GIVEN PASSAGE.

....

Saturday, August 16, 2014

"Warrior"

Ever had a story in your head that won't leave you alone? I've been thinking about this one for a couple weeks now, so I decided to leap back into the writing pool with this short piece. That is all. Enjoy.

He looked up at the sound of her laughing, and watched as she vigorously rubbed their puppy’s neck and ears, thanking the pup in a ridiculous voice for his slobbery kisses.

She looked so happy, and…at peace. Their earlier conversation flashed through his mind, and he couldn’t help replaying her words in his head. Quite frankly, it bothered him how cavalier she was about what had happened to her; that she could just bring it up in casual conversation like it was any other event. But it had taken her five years to reach this point; surely he couldn’t begrudge her wanting to acknowledge it now and then.

It wasn’t as though it didn’t faze her at all anymore; they slept in the same bed each night, and he was all too familiar with the nightmares that still came out of the dark to terrorize her unconscious. But he understood the desire to transform something horrible into just another everyday fact. Like hitting puberty and discovering hair in places it had never been before; something that happened to you without your permission. You can’t change it, so you do your best to adapt, to accept it as part of yourself and learn to live with it.

His breath caught at the thought of just how hard it must have been for her to accept what had been done to her, to learn to live with that as a fact of her life. He’d come into her life just over a year after, and while he wouldn’t have called her broken, there had been a shadow behind her eyes; a tremor hidden her voice over the phone. She’d concealed it well, even from him, but one scarred soul always recognized another.
He’d always known it would take someone with a stubborn streak and a patient heart to reach him again. He found all that and more in her. Her fire melted his resolve, and her touch soothed his temper. He’d given her someone to lean on and taught her to confront her demons; she’d given him sincerity and taught him peace. In the end, the two of them had helped heal each other.

....

(Stored records)
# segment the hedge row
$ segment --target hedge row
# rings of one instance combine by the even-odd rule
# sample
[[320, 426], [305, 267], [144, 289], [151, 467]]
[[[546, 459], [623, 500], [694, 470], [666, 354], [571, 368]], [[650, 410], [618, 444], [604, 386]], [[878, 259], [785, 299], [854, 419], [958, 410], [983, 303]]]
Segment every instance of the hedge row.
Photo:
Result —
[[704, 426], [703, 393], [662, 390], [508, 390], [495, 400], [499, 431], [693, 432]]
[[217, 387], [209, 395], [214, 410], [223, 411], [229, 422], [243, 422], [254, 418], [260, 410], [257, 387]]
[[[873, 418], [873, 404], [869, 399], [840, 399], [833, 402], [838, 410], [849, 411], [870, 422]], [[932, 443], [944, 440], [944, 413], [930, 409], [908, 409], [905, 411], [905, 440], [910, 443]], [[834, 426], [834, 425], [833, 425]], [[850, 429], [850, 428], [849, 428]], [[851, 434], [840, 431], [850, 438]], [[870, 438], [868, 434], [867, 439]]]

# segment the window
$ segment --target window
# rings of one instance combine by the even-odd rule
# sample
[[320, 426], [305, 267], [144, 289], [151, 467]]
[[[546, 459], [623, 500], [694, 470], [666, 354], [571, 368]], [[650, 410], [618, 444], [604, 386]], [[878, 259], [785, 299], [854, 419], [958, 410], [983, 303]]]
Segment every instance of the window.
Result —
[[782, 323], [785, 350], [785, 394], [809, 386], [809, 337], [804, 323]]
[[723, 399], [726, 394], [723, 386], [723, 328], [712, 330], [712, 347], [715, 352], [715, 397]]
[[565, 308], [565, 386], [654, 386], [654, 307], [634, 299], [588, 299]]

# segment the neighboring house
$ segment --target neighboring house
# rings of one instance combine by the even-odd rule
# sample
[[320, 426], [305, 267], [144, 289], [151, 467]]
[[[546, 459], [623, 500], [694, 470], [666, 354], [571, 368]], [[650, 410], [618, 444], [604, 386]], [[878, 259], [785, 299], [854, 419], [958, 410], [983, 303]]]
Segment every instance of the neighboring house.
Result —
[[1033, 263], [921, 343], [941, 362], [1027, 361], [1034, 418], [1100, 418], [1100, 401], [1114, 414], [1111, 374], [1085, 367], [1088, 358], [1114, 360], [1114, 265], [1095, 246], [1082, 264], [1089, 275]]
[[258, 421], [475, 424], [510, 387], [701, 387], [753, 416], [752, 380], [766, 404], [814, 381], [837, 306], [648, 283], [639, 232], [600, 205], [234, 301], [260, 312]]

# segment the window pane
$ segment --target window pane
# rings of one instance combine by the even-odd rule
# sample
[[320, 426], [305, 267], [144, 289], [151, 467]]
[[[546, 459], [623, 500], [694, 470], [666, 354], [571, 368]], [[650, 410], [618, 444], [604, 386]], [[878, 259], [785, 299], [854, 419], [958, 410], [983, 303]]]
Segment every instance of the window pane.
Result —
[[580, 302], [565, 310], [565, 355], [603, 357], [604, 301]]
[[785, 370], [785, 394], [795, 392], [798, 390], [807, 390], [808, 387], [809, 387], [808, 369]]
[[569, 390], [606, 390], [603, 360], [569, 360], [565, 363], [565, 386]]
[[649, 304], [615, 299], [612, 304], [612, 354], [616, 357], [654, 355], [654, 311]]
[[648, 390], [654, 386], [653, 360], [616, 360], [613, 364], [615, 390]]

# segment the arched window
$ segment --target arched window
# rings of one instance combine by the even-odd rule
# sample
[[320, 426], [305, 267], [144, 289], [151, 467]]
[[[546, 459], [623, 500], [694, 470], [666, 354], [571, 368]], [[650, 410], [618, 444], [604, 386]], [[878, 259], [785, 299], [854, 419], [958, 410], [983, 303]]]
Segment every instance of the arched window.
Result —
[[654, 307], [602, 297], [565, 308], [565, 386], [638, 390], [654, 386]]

....

TASK DESCRIPTION. Write out the part of the "Warrior" story that begins at the words "Saturday, August 16, 2014" and stops after "is all. Enjoy.", keeping every word unchanged.

THE ANSWER.
Saturday, August 16, 2014

"Warrior"

Ever had a story in your head that won't leave you alone? I've been thinking about this one for a couple weeks now, so I decided to leap back into the writing pool with this short piece. That is all. Enjoy.